◆ Teks:
“Apakah di Iran ada masjid Ahlus Sunnah?” Pertanyaan seperti itu kerap diajukan teman-teman saat mereka tahu saya domisili di Iran. Jika yang dimaksud kota Teheran, barangkali tidak mudah mencarinya. Mengingat, hanya segelintir warga Teheran yang bermazhab Ahlus Sunnah, itupun tersebar di berbagai kawasan. Seringkali, mereka memilih bergabung dalam masjid-masjid umum di lingkungan terdekat. Tapi, jika yang dimaksud adalah masjid Ahlus Sunnah di berbagai wilayah Iran?
Tentu saja ada. Beberapa bulan lalu, saya berkesempatan mengunjungi langsung masjid jami Syafii yang berada di Propinsi Kermanshah.
Kermashah, merupakan rumah bagi etnis Kurdi Iran, selain Kurdistan dan Ilam. Ketiga provinsi ini berbatasan langsung dengan wilayah Irak. Kermanshah juga terkenal dengan julukan ‘India’ nya Iran, karena di propinsi ini berbagai kelompok Islam tumbuh subur, baik syiah maupun Ahlus Sunnah. Bahkan, di beberapa kota kabupaten seperti Paveh dan Ravanshahr, mayoritas penduduknya bermazhab Ahlu Sunnah. Sedangkan di ibu kota propinsi Kermashah sendiri, jumlah pemeluk Sunni sekitar 35-40 persen dan mayoritas beraliran Syafii.

◆ Petunjuk Tugas:
Tuliskan ulang tanpa perubahan sedikit pun bagian teks tentang masjid Ahlus Sunnah di Iran yang dimulai dengan "Tentu saja ada." dan berlanjut hingga "mayoritas beraliran Syafii.". Entri di bawah ini diambil dari sumber yang berbeda.

Potongan berkas data
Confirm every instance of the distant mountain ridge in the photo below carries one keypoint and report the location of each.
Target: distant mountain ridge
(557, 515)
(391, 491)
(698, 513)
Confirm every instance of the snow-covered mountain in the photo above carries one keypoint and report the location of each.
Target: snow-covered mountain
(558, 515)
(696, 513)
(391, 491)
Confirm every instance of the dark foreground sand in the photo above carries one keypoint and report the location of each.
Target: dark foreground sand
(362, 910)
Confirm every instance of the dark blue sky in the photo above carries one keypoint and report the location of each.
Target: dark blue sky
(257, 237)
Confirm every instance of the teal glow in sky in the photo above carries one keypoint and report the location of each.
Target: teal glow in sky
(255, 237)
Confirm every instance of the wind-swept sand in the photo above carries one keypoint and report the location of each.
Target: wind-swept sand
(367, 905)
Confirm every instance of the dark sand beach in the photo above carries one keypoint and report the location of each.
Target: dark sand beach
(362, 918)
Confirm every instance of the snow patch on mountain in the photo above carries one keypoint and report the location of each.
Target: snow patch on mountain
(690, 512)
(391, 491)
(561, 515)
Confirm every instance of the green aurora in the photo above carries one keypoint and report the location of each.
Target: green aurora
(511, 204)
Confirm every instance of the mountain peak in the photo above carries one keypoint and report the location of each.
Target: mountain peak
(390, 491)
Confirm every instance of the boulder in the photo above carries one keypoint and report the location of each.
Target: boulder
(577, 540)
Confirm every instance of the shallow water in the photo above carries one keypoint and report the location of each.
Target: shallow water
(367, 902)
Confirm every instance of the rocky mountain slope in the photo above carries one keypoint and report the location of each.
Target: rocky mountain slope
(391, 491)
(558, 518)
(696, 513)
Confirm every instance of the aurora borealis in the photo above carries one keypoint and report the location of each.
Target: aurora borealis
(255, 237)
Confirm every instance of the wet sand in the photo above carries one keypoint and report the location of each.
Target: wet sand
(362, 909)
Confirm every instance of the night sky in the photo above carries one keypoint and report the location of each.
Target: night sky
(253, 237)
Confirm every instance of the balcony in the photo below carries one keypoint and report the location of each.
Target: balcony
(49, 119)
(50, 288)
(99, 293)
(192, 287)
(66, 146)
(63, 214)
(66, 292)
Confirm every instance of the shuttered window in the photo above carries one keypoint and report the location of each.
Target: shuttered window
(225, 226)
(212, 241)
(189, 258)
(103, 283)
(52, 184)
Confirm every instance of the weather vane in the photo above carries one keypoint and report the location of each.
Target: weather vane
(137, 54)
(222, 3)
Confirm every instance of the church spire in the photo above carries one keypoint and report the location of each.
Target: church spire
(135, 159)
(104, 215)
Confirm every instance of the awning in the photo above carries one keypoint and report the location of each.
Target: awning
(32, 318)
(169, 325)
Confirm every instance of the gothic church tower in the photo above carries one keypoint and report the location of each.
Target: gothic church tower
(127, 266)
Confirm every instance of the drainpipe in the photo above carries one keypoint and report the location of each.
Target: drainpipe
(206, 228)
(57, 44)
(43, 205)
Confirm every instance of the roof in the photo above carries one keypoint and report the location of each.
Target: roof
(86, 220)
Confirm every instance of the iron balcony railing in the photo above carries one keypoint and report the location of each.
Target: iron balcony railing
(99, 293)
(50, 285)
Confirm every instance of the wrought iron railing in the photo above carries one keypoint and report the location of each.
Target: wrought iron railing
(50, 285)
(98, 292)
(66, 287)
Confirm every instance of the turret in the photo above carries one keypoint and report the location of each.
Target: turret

◆ Jawaban Lengkap:
Tentu saja ada. Beberapa bulan lalu, saya berkesempatan mengunjungi langsung masjid jami Syafii yang berada di Propinsi Kermanshah.
Kermashah, merupakan rumah bagi etnis Kurdi Iran, selain Kurdistan dan Ilam. Ketiga provinsi ini berbatasan langsung dengan wilayah Irak. Kermanshah juga terkenal dengan julukan ‘India’ nya Iran, karena di propinsi ini berbagai kelompok Islam tumbuh subur, baik syiah maupun Ahlus Sunnah. Bahkan, di beberapa kota kabupaten seperti Paveh dan Ravanshahr, mayoritas penduduknya bermazhab Ahlu Sunnah. Sedangkan di ibu kota propinsi Kermashah sendiri, jumlah pemeluk Sunni sekitar 35-40 persen dan mayoritas beraliran Syafii.